**TEKST ŹRÓDŁOWY**:

Blue Monday przypada w trzeci poniedziałek stycznia. Nazwa tego szczególnego dnia wywodzi się od słowa "blue", które w języku angielskim - oprócz określenia koloru nieba - oznacza również coś smutnego, melancholijnego. Pojęcie Blue Monday powstało na podstawie obliczeń Cliffa Arnalla. Brytyjski psycholog stworzył wzór matematyczny, w którym uwzględnił m.in. pogodę (według naukowca jesteśmy już powoli zmęczeni krótkimi dniami i małą ilością słońca), a do tego dochodzi świadomość, że chęć realizacja noworocznych postanowień powoli odchodzi w zapomnienie. Mija euforia towarzysząca końcówce roku, a przychodzi np. konieczność spłacania długów zaciągniętych na wystawne święta lub wystrzałowego Sylwestra.

**ZASTOSUJ WIEDZĘ**:
1: Kto według tekstu o Blue Monday stworzył wzór matematyczny, na podstawie którego powstało to pojęcie?
2: Proszę przetłumaczyć na język angielski zdanie z tekstu o Blue Monday: „Mija euforia towarzysząca końcówce roku, a przychodzi np. konieczność spłacania długów zaciągniętych na wystawne święta lub wystrzałowego Sylwestra.”

**DANE DO ANALIZY**:

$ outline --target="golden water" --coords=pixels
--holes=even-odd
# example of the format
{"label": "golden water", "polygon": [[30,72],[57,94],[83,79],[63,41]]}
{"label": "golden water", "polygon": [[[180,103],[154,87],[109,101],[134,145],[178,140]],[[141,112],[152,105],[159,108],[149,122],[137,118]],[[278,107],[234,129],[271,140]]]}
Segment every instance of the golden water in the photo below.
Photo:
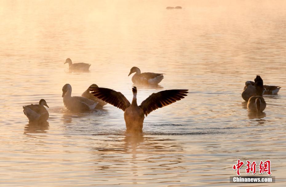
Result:
{"label": "golden water", "polygon": [[[228,186],[239,158],[270,160],[276,182],[263,185],[284,186],[285,1],[58,1],[0,2],[0,186]],[[67,58],[90,72],[69,72]],[[62,110],[66,83],[72,95],[94,83],[131,100],[133,66],[165,74],[138,87],[139,103],[189,90],[149,115],[141,135],[126,134],[110,105]],[[260,115],[240,96],[257,74],[282,87]],[[29,124],[22,106],[42,98],[48,123]]]}

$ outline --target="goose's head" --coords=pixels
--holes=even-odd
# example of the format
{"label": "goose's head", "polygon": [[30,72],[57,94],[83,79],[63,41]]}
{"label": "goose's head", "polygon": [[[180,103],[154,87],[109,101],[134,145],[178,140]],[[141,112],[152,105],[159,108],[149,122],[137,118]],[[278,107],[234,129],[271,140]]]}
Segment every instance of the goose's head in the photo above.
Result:
{"label": "goose's head", "polygon": [[139,68],[137,67],[133,67],[130,70],[130,72],[129,73],[129,74],[128,75],[128,76],[129,76],[133,73],[135,73],[135,72],[138,72],[139,73],[141,73],[140,69],[139,69]]}
{"label": "goose's head", "polygon": [[63,87],[62,90],[62,97],[63,97],[68,91],[70,91],[70,92],[71,92],[71,86],[70,84],[66,84]]}
{"label": "goose's head", "polygon": [[132,88],[132,92],[133,92],[133,95],[137,93],[137,88],[136,86],[133,86]]}
{"label": "goose's head", "polygon": [[70,60],[70,59],[69,58],[66,59],[66,62],[65,62],[64,64],[65,64],[67,63],[68,63],[69,64],[73,64],[73,63],[72,62],[71,60]]}
{"label": "goose's head", "polygon": [[49,106],[47,104],[47,102],[46,102],[44,99],[43,99],[40,100],[40,101],[39,102],[39,104],[42,106],[45,106],[48,108],[49,107]]}
{"label": "goose's head", "polygon": [[96,84],[93,84],[89,86],[89,87],[88,88],[91,88],[93,87],[93,88],[98,88],[98,86]]}
{"label": "goose's head", "polygon": [[254,82],[256,83],[259,81],[262,82],[262,84],[263,84],[263,80],[262,80],[262,78],[259,75],[256,76],[256,78],[254,79]]}

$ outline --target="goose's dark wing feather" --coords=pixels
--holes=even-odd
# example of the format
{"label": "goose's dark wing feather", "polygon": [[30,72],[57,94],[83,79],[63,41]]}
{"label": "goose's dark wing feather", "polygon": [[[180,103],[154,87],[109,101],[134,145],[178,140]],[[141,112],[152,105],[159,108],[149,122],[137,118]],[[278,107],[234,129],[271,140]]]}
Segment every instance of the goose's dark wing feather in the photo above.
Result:
{"label": "goose's dark wing feather", "polygon": [[113,90],[104,88],[90,87],[90,93],[94,96],[105,101],[124,111],[131,104],[123,94]]}
{"label": "goose's dark wing feather", "polygon": [[169,105],[186,96],[188,90],[168,90],[153,93],[139,107],[147,116],[152,111]]}

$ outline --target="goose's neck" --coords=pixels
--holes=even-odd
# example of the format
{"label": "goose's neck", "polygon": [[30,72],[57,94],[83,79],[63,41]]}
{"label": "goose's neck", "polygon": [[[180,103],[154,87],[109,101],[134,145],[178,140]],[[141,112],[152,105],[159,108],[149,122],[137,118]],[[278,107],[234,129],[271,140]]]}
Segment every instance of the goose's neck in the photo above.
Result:
{"label": "goose's neck", "polygon": [[133,106],[138,106],[137,105],[137,93],[133,93],[133,98],[132,100],[132,103],[131,103],[131,105]]}
{"label": "goose's neck", "polygon": [[136,69],[136,73],[135,73],[135,75],[139,75],[139,74],[141,73],[141,72],[140,71],[140,69],[139,68],[137,68]]}
{"label": "goose's neck", "polygon": [[67,91],[66,92],[66,94],[65,94],[65,95],[64,96],[64,97],[66,98],[70,98],[71,97],[71,90],[69,90]]}
{"label": "goose's neck", "polygon": [[261,106],[261,101],[260,100],[260,99],[257,98],[255,99],[255,105],[256,107],[256,110],[257,111],[257,112],[260,112]]}

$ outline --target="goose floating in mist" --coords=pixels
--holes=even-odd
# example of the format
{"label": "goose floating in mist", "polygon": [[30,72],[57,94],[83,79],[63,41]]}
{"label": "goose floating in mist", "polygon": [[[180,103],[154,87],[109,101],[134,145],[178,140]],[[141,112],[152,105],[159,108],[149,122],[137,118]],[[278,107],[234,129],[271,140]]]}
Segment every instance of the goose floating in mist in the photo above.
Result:
{"label": "goose floating in mist", "polygon": [[261,96],[252,96],[247,103],[247,109],[250,111],[261,113],[266,107],[266,103]]}
{"label": "goose floating in mist", "polygon": [[124,111],[124,120],[127,131],[142,132],[144,115],[146,116],[152,111],[175,103],[185,98],[188,90],[169,90],[153,93],[137,105],[137,89],[132,89],[133,98],[131,104],[120,92],[102,88],[91,87],[91,93],[98,98],[119,108]]}
{"label": "goose floating in mist", "polygon": [[49,108],[45,99],[40,100],[38,104],[31,104],[23,106],[23,111],[31,122],[44,122],[49,118],[49,112],[44,106]]}
{"label": "goose floating in mist", "polygon": [[[247,81],[245,82],[245,85],[247,84],[251,84],[252,86],[254,86],[255,83],[251,81]],[[244,87],[245,89],[246,86]],[[278,93],[279,90],[281,87],[280,86],[268,86],[267,85],[263,85],[263,88],[265,89],[265,91],[263,93],[264,95],[272,95],[276,94]]]}
{"label": "goose floating in mist", "polygon": [[69,58],[66,59],[66,62],[64,64],[66,63],[69,64],[69,69],[70,70],[88,71],[89,67],[91,65],[91,64],[90,64],[83,62],[73,64],[71,60]]}
{"label": "goose floating in mist", "polygon": [[96,105],[95,107],[96,108],[101,108],[102,107],[107,103],[106,102],[105,102],[102,100],[98,98],[90,93],[89,93],[89,88],[91,87],[93,88],[98,88],[98,86],[95,84],[93,84],[89,86],[88,88],[85,90],[84,92],[81,94],[81,97],[83,97],[85,98],[92,100],[95,103],[98,103]]}
{"label": "goose floating in mist", "polygon": [[248,101],[252,96],[262,96],[265,91],[265,88],[263,88],[263,80],[260,76],[256,76],[254,81],[253,85],[250,81],[245,82],[245,86],[241,93],[241,97],[246,101]]}
{"label": "goose floating in mist", "polygon": [[64,104],[68,110],[73,111],[84,112],[94,109],[97,104],[93,101],[80,96],[71,96],[71,86],[65,84],[62,87]]}
{"label": "goose floating in mist", "polygon": [[141,73],[140,69],[137,67],[133,67],[130,70],[128,76],[136,72],[132,77],[132,81],[134,84],[157,84],[164,78],[163,73]]}

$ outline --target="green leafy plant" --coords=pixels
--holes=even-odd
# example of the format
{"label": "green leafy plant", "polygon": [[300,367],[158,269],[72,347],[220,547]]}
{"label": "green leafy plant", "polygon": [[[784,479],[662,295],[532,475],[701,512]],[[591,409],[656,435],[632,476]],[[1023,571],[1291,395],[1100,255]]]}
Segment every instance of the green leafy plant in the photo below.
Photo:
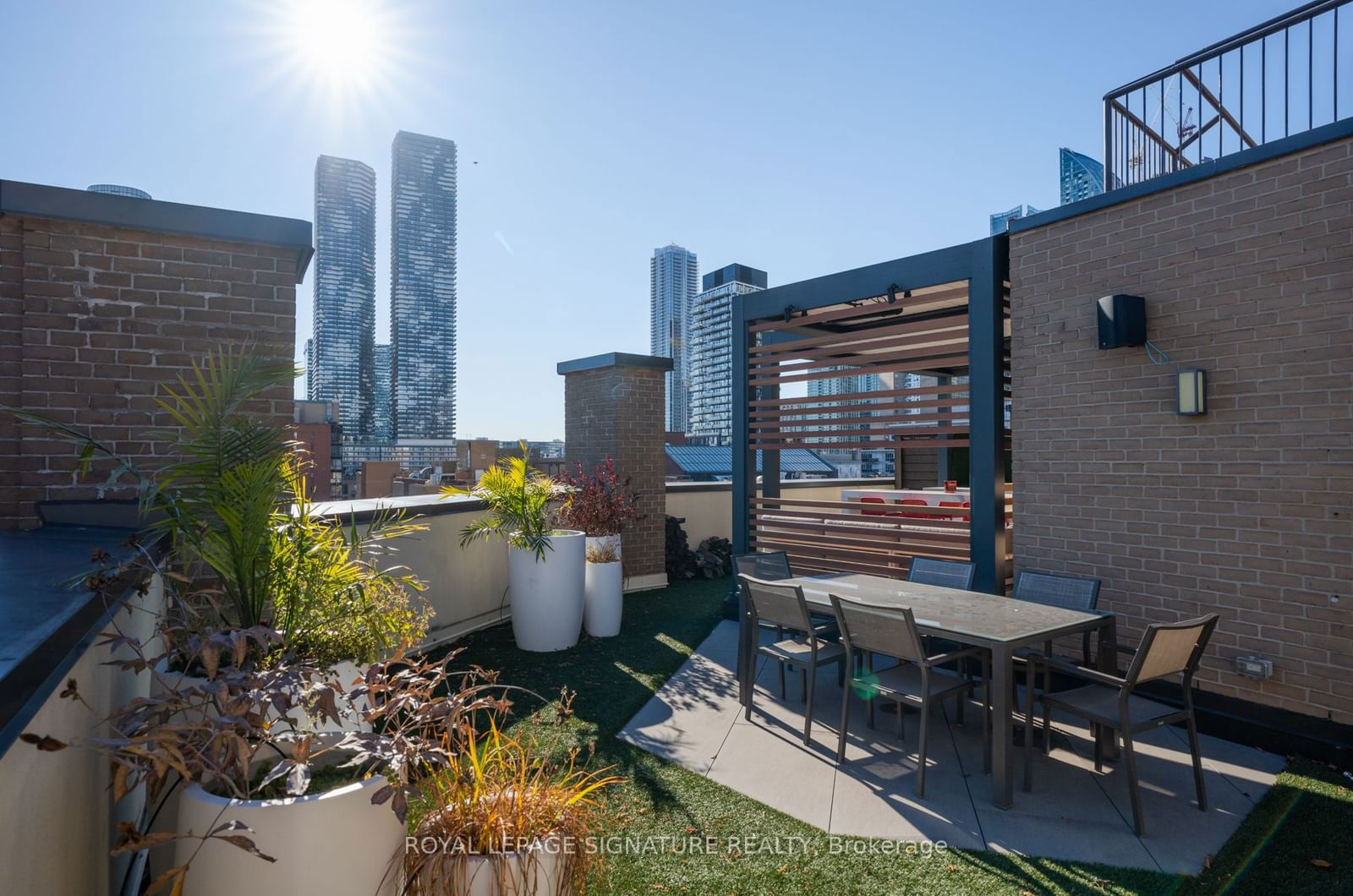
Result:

**LISTA ODPOWIEDZI**:
1: Brytyjski psycholog Cliff Arnall.

2: The euphoria that accompanies the end of the year fades, and what comes instead is, for example, the need to pay off debts taken on for lavish holidays or a spectacular New Year's Eve.